> **Recorded data**

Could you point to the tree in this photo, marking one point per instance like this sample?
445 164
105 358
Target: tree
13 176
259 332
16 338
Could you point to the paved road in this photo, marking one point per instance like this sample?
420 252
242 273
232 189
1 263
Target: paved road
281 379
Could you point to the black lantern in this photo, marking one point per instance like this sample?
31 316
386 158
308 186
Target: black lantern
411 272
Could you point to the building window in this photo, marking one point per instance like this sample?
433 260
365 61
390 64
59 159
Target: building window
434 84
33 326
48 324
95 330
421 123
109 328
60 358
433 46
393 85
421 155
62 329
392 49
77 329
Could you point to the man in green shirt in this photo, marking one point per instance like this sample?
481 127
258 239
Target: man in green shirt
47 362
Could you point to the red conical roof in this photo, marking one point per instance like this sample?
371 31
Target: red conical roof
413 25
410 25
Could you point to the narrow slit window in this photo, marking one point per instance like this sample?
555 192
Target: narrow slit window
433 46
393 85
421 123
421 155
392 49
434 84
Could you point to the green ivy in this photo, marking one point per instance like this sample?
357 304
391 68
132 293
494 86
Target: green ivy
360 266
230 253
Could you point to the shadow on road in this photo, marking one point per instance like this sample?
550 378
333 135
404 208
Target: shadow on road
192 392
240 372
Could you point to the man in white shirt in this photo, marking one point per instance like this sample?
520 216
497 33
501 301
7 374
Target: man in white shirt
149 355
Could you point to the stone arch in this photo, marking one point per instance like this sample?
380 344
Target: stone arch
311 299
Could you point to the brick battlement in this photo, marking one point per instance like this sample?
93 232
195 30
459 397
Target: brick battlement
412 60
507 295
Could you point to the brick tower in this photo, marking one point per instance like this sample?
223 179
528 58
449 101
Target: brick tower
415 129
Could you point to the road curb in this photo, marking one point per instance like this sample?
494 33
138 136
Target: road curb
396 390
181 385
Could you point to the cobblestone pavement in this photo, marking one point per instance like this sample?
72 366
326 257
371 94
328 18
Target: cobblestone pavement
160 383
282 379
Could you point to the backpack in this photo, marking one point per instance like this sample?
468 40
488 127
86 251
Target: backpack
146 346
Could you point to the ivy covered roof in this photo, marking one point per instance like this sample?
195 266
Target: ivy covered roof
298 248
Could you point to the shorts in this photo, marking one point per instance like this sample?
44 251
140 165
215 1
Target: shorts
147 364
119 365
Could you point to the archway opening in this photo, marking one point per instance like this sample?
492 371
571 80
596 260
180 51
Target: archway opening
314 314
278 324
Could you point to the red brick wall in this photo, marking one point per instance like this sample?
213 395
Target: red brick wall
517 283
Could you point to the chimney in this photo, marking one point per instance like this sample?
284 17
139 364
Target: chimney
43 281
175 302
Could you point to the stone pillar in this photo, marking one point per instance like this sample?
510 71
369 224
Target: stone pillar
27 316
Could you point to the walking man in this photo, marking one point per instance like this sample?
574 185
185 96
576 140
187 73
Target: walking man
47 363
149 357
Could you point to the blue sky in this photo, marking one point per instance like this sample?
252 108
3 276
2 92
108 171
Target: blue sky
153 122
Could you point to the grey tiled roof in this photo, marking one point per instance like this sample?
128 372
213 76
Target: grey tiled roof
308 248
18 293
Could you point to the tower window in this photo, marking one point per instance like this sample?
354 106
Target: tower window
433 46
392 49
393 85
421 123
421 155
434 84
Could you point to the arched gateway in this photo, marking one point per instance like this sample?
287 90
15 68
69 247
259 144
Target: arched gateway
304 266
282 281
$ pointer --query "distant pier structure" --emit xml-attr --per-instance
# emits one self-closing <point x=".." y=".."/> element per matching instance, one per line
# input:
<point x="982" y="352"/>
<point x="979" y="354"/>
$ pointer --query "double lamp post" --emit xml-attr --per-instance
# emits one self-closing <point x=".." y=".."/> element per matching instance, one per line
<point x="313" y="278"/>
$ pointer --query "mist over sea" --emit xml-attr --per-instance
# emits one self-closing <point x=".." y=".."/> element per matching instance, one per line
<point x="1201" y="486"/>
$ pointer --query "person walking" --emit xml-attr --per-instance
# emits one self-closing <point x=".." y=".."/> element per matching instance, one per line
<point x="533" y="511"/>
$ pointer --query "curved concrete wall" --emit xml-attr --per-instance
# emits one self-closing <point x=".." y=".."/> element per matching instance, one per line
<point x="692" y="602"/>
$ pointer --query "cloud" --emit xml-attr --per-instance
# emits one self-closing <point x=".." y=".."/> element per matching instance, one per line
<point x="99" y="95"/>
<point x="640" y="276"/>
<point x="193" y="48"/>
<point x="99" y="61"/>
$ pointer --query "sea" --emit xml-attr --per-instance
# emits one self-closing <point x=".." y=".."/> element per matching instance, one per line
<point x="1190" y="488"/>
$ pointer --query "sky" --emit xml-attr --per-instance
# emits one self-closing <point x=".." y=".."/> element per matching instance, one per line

> **Requirement**
Output all of the data in full, exactly as given.

> **Task response**
Could you point to the tree in this photo, marking one point per instance like this sample?
445 164
105 358
Target: tree
13 176
259 332
16 338
Could you point to the paved road in this photo, marking one point per instance like this sample?
420 252
242 273
232 189
1 263
Target: paved road
281 379
Could you point to the black lantern in this photo, marking one point per instance like this sample?
31 316
386 158
308 186
Target: black lantern
411 272
Could you point to the building window in this photo, marking one point per instance like this sample?
433 260
365 61
390 64
59 159
Target: building window
434 84
33 326
48 324
95 330
421 123
109 328
60 358
433 46
393 85
421 155
62 329
392 49
77 329
Could you point to the man in green shirt in this photo, marking one point per instance like this sample?
481 127
258 239
Target: man in green shirt
47 362
Could you point to the red conical roof in this photo, marking one point per instance like this sample?
371 31
Target: red conical roof
413 25
410 25
Could you point to the narrow slit window in this photo, marking one point per instance like this sample?
555 192
Target: narrow slit window
433 46
393 85
421 123
421 155
392 49
434 84
Could you point to the green ivy in this photo, marking one point per instance like this sample?
357 304
391 68
132 293
494 86
Target: green ivy
360 266
230 253
Could you point to the shadow on road in this photo, marking one point per instance like this sample?
550 378
333 135
404 208
Target: shadow on road
192 392
240 372
Could you point to the man in white shirt in this photo, marking one point per instance like this sample?
520 216
497 33
501 301
7 374
Target: man in white shirt
149 355
Could you point to the stone arch in this photo, marking one point per instance like this sample?
380 344
Target: stone arch
311 299
Could you point to the brick battlement in this photo, marking one point per instance like this sample?
93 232
195 30
459 397
Target: brick battlement
412 60
507 295
Could you point to the brick tower in this photo, marking one point per instance like this sample?
223 179
528 58
449 101
Target: brick tower
415 129
Could you point to the road curb in this photo, marking one point per instance like this sample?
494 33
138 136
Target: road curb
396 390
181 385
Could you point to the cobblestone pavement in this photo, marking one point per instance like this sample?
72 366
326 257
371 94
328 18
Target: cobblestone pavement
160 383
282 379
Could you point to the backpack in this photo, marking one point per instance like this sample?
468 40
488 127
86 251
Target: backpack
146 346
Could you point to the ivy covered roof in this photo, marking one point per instance like this sample?
195 266
Target: ivy covered roof
298 248
Could you point to the shorts in this photo, marking one point per instance like this sample?
44 251
140 165
215 1
Target: shorts
147 364
119 365
Could you point to the archway opening in this photo, marking one point per instance like this sample?
492 371
571 80
596 260
180 51
Target: archway opening
314 314
278 324
Could you point to the red brick wall in this photo, marking one point per instance like this sample?
213 395
Target: red brick wall
517 283
Could you point to the chimney in this photo, marking one point per instance like this sample?
284 17
139 364
Target: chimney
43 281
175 302
Could you point to the stone pillar in this photo, marking one point per instance like this sample?
510 71
369 224
Target: stone pillar
27 316
Could you point to the walking man in this photo, marking one point per instance like this sample?
574 185
185 96
576 140
187 73
Target: walking man
47 363
149 357
Could you point to the blue sky in this photo, marking one point per instance like this sample?
252 108
3 276
2 92
108 171
Target: blue sky
153 122
Could you point to the grey tiled roof in this photo, marking one point per instance like this sample?
128 372
213 76
Target: grey tiled roof
308 248
18 293
Could you point to the tower window in this photo, marking one point per instance like this sample?
354 106
Target: tower window
433 46
392 49
393 85
421 123
421 155
434 84
Could you point to the arched gateway in this photo, marking one point per instance like this sample?
287 90
15 68
69 247
259 144
Target: arched gateway
304 266
282 281
$ pointer --query "distant pier structure" --emit xml-attr --per-instance
# emits one self-closing <point x=".." y=".."/> element per matching instance, one per line
# input:
<point x="982" y="352"/>
<point x="979" y="354"/>
$ pointer --query "double lamp post" --emit xml-attr --per-instance
# emits one self-closing <point x=".." y=".."/> element per matching instance, one per line
<point x="313" y="278"/>
$ pointer --query "mist over sea" --emit xml-attr --per-instance
# emits one self-closing <point x=".." y=".."/> element per matching instance, one per line
<point x="1201" y="486"/>
$ pointer --query "person walking" --emit xml-attr --per-instance
# emits one self-closing <point x=".." y=".."/> element per matching instance, one per line
<point x="533" y="511"/>
$ pointer --query "curved concrete wall" --emit xml-attr --per-instance
# emits one self-closing <point x=".." y=".."/> element per matching instance, one per line
<point x="692" y="602"/>
$ pointer --query "cloud" --emit xml-attr --per-instance
# emits one self-closing <point x=".." y=".."/> element per matching instance, one per line
<point x="99" y="95"/>
<point x="640" y="276"/>
<point x="193" y="48"/>
<point x="99" y="61"/>
$ pointer --query "sea" --emit xml-attr --per-instance
# emits one self-closing <point x=".." y=".."/> element per matching instance, one per line
<point x="1190" y="488"/>
$ pointer --query "sky" --emit xml-attr --per-instance
# emits one self-closing <point x=".." y=".."/> element per matching instance, one per line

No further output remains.